_PAGE EXCERPT_.
========================================================================
We’ve talked thus far about building new schools, but can the District also lease space in existing buildings? 


Construction of new schools is only part of the solution — EIR’s take time, construction takes time. We can lease, but there are financing problems because it’s a state-run deal — we need more flexibility for leases. Unfortunately, the state is locked into financing only new facilities rather than having creative arrangements, such as leases. 

I’m also interested in non-tradi­tional school sites as a component of other development. A company downtown or in Century City could provide classroom space for children of employees who work in the build­ing. You’d drive to work with your child, there’s daycare in the afternoon, and you’d go home with your child in the evening. That is also part of the solution — you're not building new schools but you’re accommodating the needs of parents and creating classroom space. 

The architectural community feels that the District’s approach in building schools is almost liu that of building prisons or warehouses. There’s no sensitivity to dtsign, to meeting the needs of the specific community, or to involving students and teachers in the design process. How do you respond? 

Your rhetoric is overstated but the general thrust is accurate. We’re short on vision, on conceiving a dif­ferent way for schools to look. First, there’s an assumption that classrooms are square, that they line up on a central hallway, and that the playground looks a certain way. Second, there are real restrictions imposed by the state that create incentives to come up with an approvable model. 

We also need a way to push the decision-making process down to the local level, with parents and the design community involved. The people who are going to use the building need to be involved. There’s been a sense that the schools are branch offices of the district office downtown and are solely our purview. Venice and University High School have Recently undergone badly-needed overhauls, and the community did have some involve­ment, but the process was ad hoc.

We have some success stories. For example, the Bravo Medical Magnet at County-USC Hospital is an innovative way of building up on a very small site.

ls the Medical Magnet project serving as a model for future public-private partnerships in building new schools? 

The Medical Magnet was done with the cooperation of USC, Na­tional Medical Enterprises, and the School District. I think there’s a real openness now to these partnerships because we lack up-front money to do anything. We need developers who can say, “I’ll build you a school, maybe in conjunction with retail, commercial, or housing. I’ll build it to your specs and lease it back to you in 30 years.” In light of the state’s funding constraints, such arrangements are contingent on a local funding source for the lease payments. 

On existing sites, we have schools with huge parcels and huge playgrounds, particularly in West L.A. We have an opportunity to work with developers who can provide housing (though this raises other issues) while providing a larger school in the process. The solution to our overcrowd­ing needs to be 15 different things, so we’re open to looking at all of them. 

What’s the game plan for addressing the concerns we’ve discussed?

In November, we begin a series of public hearings on these broad-based issues. We intend to begin with a Facilities Committee public hearing on the extent of our growth and on where schools will be needed. We will seek input from the broader community, including developers, city planners, and Council members. The next step is brainstorming a se­ries of ideas that I hope will lead to specific recommendations during this year. It’s long overdue for us to begin looking at these policy issues. 

The bottom line is that we need help. The Board of Education typi­cally does not have members with a background in planning issues: these are people trained as educators. We need to be more willing to reach out to the community of experts to help us deal with these issues. I’ve been impressed with the number of people I’ve met who’ve already thought about these issues but feel shut out from the process, who haven’t seen a way to tap into the School District’s activi­ties. So the message I would leave you with is that we need your help.
========================================================================
_EXERCISE DESCRIPTION_.
In the interview on school facilities, which parties cooperated to build the Bravo Medical Magnet?

_DATA PROVIDED_.
========================================================================
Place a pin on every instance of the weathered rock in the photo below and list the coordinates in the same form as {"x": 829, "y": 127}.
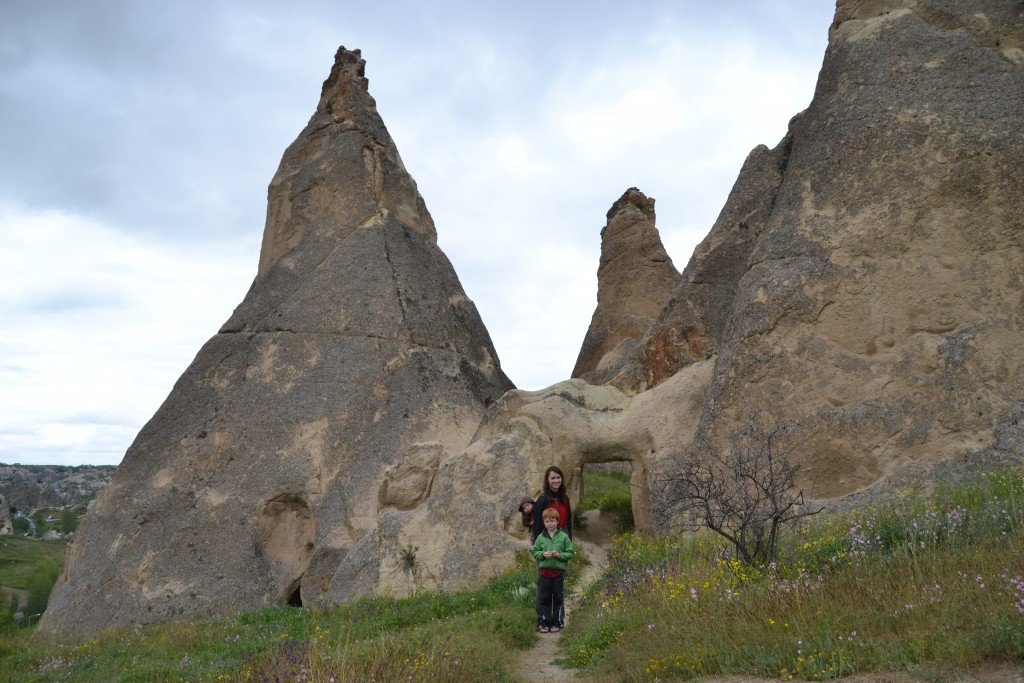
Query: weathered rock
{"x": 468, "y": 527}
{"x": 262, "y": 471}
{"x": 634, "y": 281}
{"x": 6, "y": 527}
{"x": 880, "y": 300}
========================================================================
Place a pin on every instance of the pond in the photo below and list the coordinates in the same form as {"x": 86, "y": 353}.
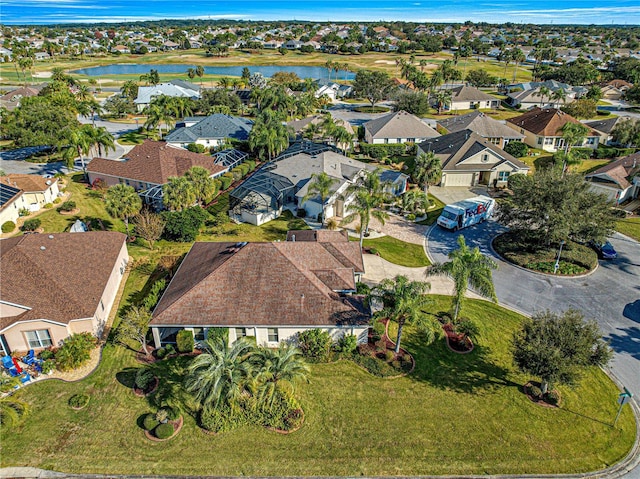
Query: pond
========================================================================
_SOLUTION TO THIS TASK_.
USC, National Medical Enterprises, and the School District.